● Problem statement: With both ends included, repeat exactly the lines of the entries below from the one containing "box: [384, 102, 432, 136]" down to the one containing "positive clicks: (404, 105)", and no others.

● Available data:
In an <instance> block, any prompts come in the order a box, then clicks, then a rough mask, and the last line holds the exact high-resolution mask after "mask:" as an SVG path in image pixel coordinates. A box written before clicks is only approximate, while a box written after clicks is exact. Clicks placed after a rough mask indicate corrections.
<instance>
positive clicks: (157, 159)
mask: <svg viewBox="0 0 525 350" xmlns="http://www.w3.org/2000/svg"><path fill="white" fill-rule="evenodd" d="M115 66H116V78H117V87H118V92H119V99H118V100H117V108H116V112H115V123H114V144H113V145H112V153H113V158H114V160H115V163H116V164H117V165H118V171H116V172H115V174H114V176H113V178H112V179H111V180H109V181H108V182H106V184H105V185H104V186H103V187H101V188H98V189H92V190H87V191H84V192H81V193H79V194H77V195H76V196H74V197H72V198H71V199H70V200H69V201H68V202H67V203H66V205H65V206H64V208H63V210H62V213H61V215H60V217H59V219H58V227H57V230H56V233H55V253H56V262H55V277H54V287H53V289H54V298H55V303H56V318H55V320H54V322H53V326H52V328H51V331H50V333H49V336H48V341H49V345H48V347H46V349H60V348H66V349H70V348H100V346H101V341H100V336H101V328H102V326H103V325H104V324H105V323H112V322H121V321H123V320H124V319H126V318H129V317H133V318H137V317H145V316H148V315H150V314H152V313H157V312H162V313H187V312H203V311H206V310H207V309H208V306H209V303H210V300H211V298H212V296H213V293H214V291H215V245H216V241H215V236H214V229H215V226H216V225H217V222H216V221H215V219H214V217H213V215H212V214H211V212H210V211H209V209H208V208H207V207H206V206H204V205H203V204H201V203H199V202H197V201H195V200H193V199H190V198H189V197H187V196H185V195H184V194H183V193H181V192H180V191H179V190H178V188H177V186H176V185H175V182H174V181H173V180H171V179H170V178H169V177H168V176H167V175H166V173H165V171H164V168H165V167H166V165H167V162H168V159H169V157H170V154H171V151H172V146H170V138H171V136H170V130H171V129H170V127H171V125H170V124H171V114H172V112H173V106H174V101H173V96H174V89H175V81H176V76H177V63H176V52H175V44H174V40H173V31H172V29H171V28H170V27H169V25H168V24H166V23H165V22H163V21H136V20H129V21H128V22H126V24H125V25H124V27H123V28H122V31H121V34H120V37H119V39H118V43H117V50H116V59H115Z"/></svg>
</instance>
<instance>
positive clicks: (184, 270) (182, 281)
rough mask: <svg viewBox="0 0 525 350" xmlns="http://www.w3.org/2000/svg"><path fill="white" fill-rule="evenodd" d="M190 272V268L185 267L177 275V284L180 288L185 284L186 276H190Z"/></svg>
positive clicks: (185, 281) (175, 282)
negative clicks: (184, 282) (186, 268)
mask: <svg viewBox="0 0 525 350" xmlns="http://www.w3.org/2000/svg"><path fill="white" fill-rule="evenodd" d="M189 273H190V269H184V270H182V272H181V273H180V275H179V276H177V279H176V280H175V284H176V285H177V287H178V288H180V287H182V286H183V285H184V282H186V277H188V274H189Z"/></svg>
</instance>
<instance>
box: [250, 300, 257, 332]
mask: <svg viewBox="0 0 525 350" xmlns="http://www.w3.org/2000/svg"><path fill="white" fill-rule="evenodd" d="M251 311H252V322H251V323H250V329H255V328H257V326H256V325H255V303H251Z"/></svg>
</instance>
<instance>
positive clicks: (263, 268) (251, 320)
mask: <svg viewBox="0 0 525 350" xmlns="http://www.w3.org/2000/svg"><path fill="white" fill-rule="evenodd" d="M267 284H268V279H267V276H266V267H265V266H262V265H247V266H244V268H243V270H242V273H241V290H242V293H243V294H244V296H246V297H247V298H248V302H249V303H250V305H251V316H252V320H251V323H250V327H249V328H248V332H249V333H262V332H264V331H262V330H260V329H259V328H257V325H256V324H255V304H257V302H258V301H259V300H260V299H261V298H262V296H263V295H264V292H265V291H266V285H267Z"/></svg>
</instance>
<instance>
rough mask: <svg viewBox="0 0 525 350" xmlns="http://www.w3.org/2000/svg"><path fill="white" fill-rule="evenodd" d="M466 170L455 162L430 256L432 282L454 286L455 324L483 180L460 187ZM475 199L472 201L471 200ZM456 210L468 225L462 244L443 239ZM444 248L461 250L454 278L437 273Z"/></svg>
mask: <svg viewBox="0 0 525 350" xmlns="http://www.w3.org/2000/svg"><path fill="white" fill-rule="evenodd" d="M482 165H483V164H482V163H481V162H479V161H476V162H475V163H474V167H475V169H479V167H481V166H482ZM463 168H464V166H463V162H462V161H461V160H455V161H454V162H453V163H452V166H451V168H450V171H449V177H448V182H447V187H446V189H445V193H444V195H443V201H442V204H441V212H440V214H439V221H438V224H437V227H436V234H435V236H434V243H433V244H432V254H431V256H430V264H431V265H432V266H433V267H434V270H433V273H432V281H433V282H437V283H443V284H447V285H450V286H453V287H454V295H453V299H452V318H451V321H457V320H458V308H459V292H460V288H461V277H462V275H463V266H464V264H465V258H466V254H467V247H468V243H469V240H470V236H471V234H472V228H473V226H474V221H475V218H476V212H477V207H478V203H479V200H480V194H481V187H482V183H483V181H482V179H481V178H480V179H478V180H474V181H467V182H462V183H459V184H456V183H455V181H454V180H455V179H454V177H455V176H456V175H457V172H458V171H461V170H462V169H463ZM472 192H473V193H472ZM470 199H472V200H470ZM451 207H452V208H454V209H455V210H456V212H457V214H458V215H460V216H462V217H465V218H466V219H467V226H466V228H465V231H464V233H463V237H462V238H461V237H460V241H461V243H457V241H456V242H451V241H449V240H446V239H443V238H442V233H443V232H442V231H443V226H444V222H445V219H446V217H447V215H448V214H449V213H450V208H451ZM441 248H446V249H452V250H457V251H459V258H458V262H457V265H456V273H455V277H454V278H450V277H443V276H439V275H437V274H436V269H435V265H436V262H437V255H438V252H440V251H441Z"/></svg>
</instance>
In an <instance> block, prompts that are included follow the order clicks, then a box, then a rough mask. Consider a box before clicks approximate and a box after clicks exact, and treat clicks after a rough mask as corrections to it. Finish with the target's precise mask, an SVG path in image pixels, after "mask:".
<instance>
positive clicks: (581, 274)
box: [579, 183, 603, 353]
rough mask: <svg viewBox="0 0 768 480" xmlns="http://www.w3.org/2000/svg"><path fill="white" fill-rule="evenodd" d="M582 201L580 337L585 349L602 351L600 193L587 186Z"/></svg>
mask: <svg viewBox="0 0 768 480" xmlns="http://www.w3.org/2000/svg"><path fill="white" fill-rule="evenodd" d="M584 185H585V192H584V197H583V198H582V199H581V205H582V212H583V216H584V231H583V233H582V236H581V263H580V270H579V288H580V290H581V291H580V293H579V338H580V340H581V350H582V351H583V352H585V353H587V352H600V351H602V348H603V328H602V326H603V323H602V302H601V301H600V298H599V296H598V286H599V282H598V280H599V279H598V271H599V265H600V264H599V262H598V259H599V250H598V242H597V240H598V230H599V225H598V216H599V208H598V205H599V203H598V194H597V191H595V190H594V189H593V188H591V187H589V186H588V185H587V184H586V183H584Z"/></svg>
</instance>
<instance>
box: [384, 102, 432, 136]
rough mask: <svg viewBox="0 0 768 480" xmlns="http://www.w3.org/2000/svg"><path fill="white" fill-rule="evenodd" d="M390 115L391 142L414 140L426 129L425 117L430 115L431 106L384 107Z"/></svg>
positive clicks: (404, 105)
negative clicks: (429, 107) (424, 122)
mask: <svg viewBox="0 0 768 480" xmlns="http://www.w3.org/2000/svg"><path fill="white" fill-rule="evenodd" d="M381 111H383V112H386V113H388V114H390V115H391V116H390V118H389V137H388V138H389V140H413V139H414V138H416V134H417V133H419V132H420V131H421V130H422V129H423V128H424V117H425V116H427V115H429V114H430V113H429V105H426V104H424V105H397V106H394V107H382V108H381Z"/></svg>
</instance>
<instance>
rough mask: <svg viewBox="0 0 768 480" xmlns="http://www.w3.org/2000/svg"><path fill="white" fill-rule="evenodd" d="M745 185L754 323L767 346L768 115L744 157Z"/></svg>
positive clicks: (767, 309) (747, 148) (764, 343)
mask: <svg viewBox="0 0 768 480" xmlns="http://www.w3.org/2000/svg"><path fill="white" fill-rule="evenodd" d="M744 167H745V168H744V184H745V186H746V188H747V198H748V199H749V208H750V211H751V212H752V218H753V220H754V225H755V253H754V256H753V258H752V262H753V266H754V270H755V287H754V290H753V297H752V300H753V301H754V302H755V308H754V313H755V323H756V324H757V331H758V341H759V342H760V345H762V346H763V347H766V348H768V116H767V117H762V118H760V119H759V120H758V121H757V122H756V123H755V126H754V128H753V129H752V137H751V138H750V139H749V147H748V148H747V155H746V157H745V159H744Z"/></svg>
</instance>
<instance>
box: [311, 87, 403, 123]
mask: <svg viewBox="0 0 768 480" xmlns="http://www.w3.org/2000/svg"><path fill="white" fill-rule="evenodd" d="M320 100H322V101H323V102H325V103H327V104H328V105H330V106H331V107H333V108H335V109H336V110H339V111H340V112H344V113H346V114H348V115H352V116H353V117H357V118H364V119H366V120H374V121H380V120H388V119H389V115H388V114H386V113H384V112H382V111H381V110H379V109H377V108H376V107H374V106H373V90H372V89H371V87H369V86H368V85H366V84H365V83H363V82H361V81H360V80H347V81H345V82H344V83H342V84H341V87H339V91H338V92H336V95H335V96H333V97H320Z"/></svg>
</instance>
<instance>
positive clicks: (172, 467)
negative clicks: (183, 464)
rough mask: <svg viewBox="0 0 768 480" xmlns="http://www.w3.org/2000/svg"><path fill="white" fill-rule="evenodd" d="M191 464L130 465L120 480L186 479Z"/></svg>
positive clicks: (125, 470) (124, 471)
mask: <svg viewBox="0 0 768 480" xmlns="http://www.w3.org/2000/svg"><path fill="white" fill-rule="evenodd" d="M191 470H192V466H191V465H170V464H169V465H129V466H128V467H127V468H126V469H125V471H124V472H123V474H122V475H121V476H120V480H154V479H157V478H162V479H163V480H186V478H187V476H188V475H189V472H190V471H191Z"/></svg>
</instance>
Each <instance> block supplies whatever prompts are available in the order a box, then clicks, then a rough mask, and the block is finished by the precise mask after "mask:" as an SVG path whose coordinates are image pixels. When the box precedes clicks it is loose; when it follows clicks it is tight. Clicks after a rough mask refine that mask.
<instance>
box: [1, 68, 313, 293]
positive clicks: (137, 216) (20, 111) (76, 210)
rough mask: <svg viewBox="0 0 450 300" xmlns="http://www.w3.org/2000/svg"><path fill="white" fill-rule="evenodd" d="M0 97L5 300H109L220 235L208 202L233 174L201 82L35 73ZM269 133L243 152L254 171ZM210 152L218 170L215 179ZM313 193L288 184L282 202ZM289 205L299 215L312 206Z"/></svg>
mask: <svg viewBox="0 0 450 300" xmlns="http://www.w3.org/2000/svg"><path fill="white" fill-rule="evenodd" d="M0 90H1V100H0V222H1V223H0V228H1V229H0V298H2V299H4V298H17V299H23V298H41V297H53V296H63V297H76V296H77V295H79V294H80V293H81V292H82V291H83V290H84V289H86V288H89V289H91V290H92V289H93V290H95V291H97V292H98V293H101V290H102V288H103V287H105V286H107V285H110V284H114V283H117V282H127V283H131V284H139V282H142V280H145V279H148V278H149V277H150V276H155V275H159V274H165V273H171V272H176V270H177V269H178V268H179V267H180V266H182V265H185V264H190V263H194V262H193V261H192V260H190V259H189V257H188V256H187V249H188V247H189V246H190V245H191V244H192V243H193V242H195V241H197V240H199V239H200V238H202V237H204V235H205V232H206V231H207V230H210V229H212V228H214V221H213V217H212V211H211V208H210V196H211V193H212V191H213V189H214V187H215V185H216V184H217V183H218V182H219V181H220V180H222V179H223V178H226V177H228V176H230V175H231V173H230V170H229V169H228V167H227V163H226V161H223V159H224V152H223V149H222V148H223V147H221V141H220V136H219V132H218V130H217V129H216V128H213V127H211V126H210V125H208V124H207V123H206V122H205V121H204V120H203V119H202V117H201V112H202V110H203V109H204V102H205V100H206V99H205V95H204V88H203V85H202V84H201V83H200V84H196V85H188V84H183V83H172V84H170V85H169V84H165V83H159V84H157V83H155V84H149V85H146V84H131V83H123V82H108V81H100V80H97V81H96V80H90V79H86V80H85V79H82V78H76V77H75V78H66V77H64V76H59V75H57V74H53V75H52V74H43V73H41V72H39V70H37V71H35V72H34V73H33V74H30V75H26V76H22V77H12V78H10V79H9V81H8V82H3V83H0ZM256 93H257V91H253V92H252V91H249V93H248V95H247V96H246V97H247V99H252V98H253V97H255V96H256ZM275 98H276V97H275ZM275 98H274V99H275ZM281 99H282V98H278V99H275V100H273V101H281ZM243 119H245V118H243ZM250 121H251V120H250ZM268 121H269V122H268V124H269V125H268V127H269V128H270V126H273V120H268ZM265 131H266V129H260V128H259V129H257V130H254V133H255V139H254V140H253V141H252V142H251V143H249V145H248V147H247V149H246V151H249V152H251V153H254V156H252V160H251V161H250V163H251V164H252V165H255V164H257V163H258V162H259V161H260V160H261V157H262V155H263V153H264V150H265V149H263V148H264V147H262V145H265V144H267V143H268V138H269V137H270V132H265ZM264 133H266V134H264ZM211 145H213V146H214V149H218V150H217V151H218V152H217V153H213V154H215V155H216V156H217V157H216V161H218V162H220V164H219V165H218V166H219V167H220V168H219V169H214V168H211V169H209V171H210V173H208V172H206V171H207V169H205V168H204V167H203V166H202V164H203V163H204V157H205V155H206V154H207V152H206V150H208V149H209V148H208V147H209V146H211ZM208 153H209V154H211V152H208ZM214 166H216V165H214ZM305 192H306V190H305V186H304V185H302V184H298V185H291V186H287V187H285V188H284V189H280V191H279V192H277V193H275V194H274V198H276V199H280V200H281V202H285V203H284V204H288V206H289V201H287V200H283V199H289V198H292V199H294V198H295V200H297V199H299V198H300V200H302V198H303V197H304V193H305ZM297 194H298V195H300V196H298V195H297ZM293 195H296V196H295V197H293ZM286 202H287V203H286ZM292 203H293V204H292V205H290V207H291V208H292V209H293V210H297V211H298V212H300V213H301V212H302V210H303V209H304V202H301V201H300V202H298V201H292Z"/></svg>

● Final answer:
box: [384, 102, 432, 136]
rough mask: <svg viewBox="0 0 768 480" xmlns="http://www.w3.org/2000/svg"><path fill="white" fill-rule="evenodd" d="M390 115L391 142L414 140L426 129L425 117L430 115L431 106L384 107Z"/></svg>
positive clicks: (404, 105)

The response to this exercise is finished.